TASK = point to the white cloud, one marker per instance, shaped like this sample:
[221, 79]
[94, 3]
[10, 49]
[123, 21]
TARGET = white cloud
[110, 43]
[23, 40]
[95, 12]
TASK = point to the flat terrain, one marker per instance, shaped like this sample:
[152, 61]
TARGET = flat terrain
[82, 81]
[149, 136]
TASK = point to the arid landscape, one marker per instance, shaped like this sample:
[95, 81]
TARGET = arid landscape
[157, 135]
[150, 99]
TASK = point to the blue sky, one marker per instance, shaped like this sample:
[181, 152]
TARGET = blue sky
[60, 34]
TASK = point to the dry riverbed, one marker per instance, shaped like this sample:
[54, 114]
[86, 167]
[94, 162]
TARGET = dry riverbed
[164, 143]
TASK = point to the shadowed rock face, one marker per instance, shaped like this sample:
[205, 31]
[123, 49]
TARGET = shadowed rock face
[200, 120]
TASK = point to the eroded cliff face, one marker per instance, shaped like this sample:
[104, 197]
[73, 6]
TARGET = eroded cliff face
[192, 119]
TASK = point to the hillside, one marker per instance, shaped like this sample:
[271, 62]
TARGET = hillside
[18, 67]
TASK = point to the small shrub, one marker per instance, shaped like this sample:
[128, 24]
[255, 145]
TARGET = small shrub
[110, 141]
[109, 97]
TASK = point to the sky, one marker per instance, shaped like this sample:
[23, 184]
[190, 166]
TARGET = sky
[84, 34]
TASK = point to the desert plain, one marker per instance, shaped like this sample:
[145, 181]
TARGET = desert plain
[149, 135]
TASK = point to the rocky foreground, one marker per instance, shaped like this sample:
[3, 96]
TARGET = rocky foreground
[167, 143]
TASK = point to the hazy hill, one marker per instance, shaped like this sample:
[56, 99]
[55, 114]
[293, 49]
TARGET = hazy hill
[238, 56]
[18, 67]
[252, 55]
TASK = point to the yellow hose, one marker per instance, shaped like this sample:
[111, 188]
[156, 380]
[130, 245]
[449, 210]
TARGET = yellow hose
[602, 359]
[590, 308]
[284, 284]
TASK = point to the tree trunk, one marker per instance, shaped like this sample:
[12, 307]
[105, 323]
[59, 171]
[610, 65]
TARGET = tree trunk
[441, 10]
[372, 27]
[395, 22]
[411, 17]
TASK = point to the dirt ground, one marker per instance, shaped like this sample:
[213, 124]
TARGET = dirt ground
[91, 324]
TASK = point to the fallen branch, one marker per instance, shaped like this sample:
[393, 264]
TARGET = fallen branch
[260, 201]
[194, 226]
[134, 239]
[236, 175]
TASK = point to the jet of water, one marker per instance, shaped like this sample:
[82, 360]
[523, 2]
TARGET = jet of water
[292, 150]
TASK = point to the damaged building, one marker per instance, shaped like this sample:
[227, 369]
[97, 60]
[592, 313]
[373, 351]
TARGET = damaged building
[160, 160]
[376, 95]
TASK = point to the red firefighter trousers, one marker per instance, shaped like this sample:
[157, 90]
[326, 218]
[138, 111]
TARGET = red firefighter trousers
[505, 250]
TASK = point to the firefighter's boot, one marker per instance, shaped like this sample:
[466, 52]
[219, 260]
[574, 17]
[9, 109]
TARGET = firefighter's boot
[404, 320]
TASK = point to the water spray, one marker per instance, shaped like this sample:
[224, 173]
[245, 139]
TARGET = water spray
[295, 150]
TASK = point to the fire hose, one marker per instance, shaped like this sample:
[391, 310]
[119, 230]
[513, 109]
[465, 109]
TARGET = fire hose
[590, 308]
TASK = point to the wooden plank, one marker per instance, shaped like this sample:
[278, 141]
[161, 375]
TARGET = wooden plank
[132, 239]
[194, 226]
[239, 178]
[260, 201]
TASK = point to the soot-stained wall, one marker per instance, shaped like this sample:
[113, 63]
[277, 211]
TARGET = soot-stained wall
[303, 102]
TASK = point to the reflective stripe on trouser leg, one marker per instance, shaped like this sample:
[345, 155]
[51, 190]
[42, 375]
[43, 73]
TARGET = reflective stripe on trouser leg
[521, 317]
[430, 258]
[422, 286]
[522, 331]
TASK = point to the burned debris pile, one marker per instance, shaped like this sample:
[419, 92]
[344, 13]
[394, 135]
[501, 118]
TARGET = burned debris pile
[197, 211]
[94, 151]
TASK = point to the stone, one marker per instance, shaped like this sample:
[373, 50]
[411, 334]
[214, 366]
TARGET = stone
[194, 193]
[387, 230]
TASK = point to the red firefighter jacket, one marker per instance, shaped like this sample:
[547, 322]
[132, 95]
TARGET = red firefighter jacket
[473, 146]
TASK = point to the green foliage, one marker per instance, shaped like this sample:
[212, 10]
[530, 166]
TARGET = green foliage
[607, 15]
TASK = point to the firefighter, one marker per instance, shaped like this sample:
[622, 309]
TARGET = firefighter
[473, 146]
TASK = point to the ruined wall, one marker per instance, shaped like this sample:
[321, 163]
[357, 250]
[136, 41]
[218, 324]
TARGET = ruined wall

§ §

__SHORT PROBLEM__. Retype every record above exactly as written.

__FINAL ANSWER__.
TASK = point to the white cloud, one marker per instance, shaped like this sample:
[221, 79]
[94, 3]
[10, 49]
[123, 21]
TARGET = white cloud
[110, 43]
[23, 40]
[95, 12]
TASK = point to the flat terrain, one marker per instance, shaped like this sample:
[152, 61]
TARGET = flat terrain
[82, 81]
[149, 136]
TASK = point to the arid landscape, one marker per instance, shaped like this sample:
[95, 81]
TARGET = arid landscape
[157, 135]
[150, 99]
TASK = point to the blue sky, one marker per instance, shaped like this sample:
[181, 152]
TARGET = blue sky
[60, 34]
TASK = point to the dry riverbed, one marker per instance, shaped like this sample:
[54, 114]
[86, 167]
[94, 162]
TARGET = dry riverbed
[164, 143]
TASK = point to the shadowed rock face, one marker per instance, shaped like this sample:
[205, 31]
[123, 49]
TARGET = shadowed rock face
[200, 120]
TASK = point to the eroded cliff face, one marker per instance, shaped like this sample:
[104, 197]
[73, 6]
TARGET = eroded cliff face
[192, 119]
TASK = point to the hillside, one marker per instance, shaped like this sample:
[271, 62]
TARGET = hillside
[18, 67]
TASK = point to the small shrub, one marker per instance, shaped like this sample:
[128, 24]
[255, 145]
TARGET = small shrub
[110, 141]
[109, 97]
TASK = point to the sky, one marker per instance, shaped like this sample:
[23, 184]
[190, 166]
TARGET = sky
[84, 34]
TASK = point to the desert plain, one marker per instance, shaped like this sample:
[145, 181]
TARGET = desert plain
[149, 135]
TASK = point to the rocky foreground, one marker per instance, shaped like this sample:
[3, 96]
TARGET = rocky foreground
[167, 143]
TASK = point to the hazy hill, one marker per instance, shaped like this sample:
[56, 99]
[55, 114]
[293, 49]
TARGET = hazy hill
[238, 56]
[18, 67]
[252, 55]
TASK = point to the yellow hose, one marker per instance, shaped like this sample:
[111, 188]
[156, 380]
[130, 245]
[449, 210]
TARGET = yellow hose
[602, 359]
[590, 308]
[284, 284]
TASK = point to the tree trunk, one marker per instance, shaped like this sample:
[12, 307]
[105, 323]
[59, 171]
[610, 65]
TARGET = tree trunk
[441, 10]
[372, 27]
[395, 22]
[411, 17]
TASK = point to the dirt ground, one marker per instance, shaped like this sample:
[213, 124]
TARGET = dirt ground
[91, 324]
TASK = point to the fallen branch, one marker per instance, shaped like this sample:
[393, 264]
TARGET = fallen branch
[260, 201]
[194, 226]
[134, 239]
[236, 175]
TASK = point to the jet of water, one marker per instance, shaped like this sample:
[82, 360]
[523, 2]
TARGET = jet of water
[292, 150]
TASK = point to the damaged building, one marker per instance, shaped like this sample:
[227, 369]
[97, 60]
[592, 313]
[373, 351]
TARGET = damaged building
[160, 160]
[376, 95]
TASK = point to the red firefighter trousers, one marker per instance, shaped like this sample:
[157, 90]
[326, 218]
[138, 111]
TARGET = red firefighter trousers
[505, 250]
TASK = point to the firefighter's boot, one marker per instance, shaped like this sample:
[466, 52]
[219, 260]
[574, 17]
[9, 109]
TARGET = firefighter's boot
[404, 320]
TASK = point to the water spray, one marker per instance, shaped like this sample:
[224, 173]
[245, 139]
TARGET = water spray
[295, 150]
TASK = point to the fire hose, one marker per instance, shaped like this sample:
[391, 310]
[119, 230]
[513, 109]
[465, 109]
TARGET = fire hose
[590, 308]
TASK = point to the wooden plank, one marker per instance, shaped like this sample:
[278, 141]
[161, 375]
TARGET = wooden plank
[132, 239]
[194, 226]
[239, 178]
[260, 201]
TASK = point to the soot-stained wall, one marker per instance, shaped like this sample:
[113, 63]
[277, 211]
TARGET = soot-stained wall
[303, 102]
TASK = point to the reflective stripe on trouser leg, one marker per instance, shaped like this sample:
[345, 155]
[51, 190]
[42, 375]
[43, 73]
TARGET = reflective stripe on trouser leg
[521, 317]
[430, 258]
[422, 286]
[522, 331]
TASK = point to the burned debris pile, one marker per instance, shaped like this sample:
[419, 92]
[344, 13]
[394, 135]
[501, 118]
TARGET = burned debris pile
[197, 211]
[94, 151]
TASK = point to the stone, one marker per instance, shaped like this sample:
[373, 50]
[411, 334]
[214, 366]
TARGET = stone
[194, 193]
[387, 230]
TASK = point to the red firefighter jacket, one marker per instance, shaped like this sample:
[547, 322]
[132, 95]
TARGET = red firefighter jacket
[473, 146]
TASK = point to the green foliage, one marker per instance, shaped like this sample:
[212, 10]
[530, 166]
TARGET = green foliage
[607, 15]
TASK = point to the firefighter, one marker per instance, shaped like this sample:
[622, 309]
TARGET = firefighter
[473, 146]
TASK = point to the ruined wall, one marker per instance, shaped like this sample:
[321, 163]
[357, 250]
[136, 41]
[218, 324]
TARGET = ruined wall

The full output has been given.